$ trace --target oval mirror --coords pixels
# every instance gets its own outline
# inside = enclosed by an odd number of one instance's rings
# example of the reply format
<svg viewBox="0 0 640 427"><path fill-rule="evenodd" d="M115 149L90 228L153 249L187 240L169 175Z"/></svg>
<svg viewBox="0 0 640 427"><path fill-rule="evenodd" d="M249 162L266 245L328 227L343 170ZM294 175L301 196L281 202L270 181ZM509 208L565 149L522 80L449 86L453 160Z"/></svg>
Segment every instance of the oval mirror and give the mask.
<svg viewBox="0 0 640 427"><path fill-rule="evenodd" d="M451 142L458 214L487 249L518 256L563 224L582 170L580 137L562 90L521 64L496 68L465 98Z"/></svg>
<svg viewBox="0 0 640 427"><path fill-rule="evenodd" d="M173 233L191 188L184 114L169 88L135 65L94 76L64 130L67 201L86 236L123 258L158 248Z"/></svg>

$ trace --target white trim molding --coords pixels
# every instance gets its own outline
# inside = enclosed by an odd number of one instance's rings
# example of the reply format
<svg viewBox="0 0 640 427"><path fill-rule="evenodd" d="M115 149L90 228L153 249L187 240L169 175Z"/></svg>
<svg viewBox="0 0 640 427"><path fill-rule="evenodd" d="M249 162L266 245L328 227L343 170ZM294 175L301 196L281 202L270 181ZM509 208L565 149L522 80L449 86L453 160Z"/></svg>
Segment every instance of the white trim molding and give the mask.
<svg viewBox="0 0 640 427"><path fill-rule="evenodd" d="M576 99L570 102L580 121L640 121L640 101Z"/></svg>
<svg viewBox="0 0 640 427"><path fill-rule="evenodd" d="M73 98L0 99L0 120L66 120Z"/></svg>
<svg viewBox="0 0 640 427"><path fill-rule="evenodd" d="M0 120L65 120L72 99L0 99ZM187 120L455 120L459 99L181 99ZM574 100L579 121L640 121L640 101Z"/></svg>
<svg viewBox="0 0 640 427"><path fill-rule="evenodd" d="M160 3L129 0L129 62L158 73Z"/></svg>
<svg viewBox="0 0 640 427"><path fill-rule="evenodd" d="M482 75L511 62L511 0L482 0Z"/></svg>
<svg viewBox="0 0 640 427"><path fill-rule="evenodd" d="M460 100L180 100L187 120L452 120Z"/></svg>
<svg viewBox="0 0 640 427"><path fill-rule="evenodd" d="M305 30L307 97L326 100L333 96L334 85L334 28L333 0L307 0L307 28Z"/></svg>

◆ **What you are asked to do**: The records above must be printed again in full, exactly as written.

◆ **Solution for this problem**:
$ trace --target oval mirror --coords pixels
# every instance gets its own outline
# inside = enclosed by an odd number of one instance's rings
# example of the reply format
<svg viewBox="0 0 640 427"><path fill-rule="evenodd" d="M115 149L90 228L153 249L187 240L169 175Z"/></svg>
<svg viewBox="0 0 640 427"><path fill-rule="evenodd" d="M249 162L266 245L328 227L343 170ZM294 175L301 196L281 202L270 181ZM509 208L565 149L522 80L449 86L453 160Z"/></svg>
Segment every instance of the oval mirror and give the mask.
<svg viewBox="0 0 640 427"><path fill-rule="evenodd" d="M451 142L458 214L487 249L518 256L563 224L582 170L580 137L562 90L521 64L496 68L465 98Z"/></svg>
<svg viewBox="0 0 640 427"><path fill-rule="evenodd" d="M173 233L191 188L184 114L169 88L135 65L94 76L64 130L67 201L86 236L123 258L158 248Z"/></svg>

$ trace --target white trim molding --coords pixels
# every instance gets its own outline
# inside = enclosed by an odd number of one instance's rings
# example of the reply format
<svg viewBox="0 0 640 427"><path fill-rule="evenodd" d="M115 149L90 228L153 249L187 240L169 175Z"/></svg>
<svg viewBox="0 0 640 427"><path fill-rule="evenodd" d="M249 162L266 245L328 227L343 170ZM294 175L301 196L281 202L270 181ZM509 208L565 149L522 80L449 86L453 160Z"/></svg>
Segment every instance of the white trim molding and give the mask.
<svg viewBox="0 0 640 427"><path fill-rule="evenodd" d="M576 99L570 102L580 121L640 121L640 101Z"/></svg>
<svg viewBox="0 0 640 427"><path fill-rule="evenodd" d="M73 98L0 99L0 120L66 120Z"/></svg>
<svg viewBox="0 0 640 427"><path fill-rule="evenodd" d="M0 120L65 120L72 99L0 99ZM187 120L455 120L459 99L181 99ZM574 100L579 121L640 121L640 101Z"/></svg>
<svg viewBox="0 0 640 427"><path fill-rule="evenodd" d="M160 3L129 0L129 62L158 73Z"/></svg>
<svg viewBox="0 0 640 427"><path fill-rule="evenodd" d="M482 75L511 62L511 0L482 0Z"/></svg>
<svg viewBox="0 0 640 427"><path fill-rule="evenodd" d="M460 100L180 100L187 120L452 120Z"/></svg>
<svg viewBox="0 0 640 427"><path fill-rule="evenodd" d="M305 30L307 97L326 100L333 96L334 85L334 28L333 0L307 0L307 28Z"/></svg>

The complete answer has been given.